## Task directions
All of the records need to be retyped exactly, with no line dropped.

## Data supplied
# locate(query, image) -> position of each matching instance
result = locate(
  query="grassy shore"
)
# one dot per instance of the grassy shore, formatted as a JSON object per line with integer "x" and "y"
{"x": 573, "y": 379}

## Response area
# locate(query, image) -> position of each matching instance
result = locate(
  query="grassy shore"
)
# one dot per instance of the grassy shore, formatted as a JSON object per line with integer "x" and "y"
{"x": 573, "y": 379}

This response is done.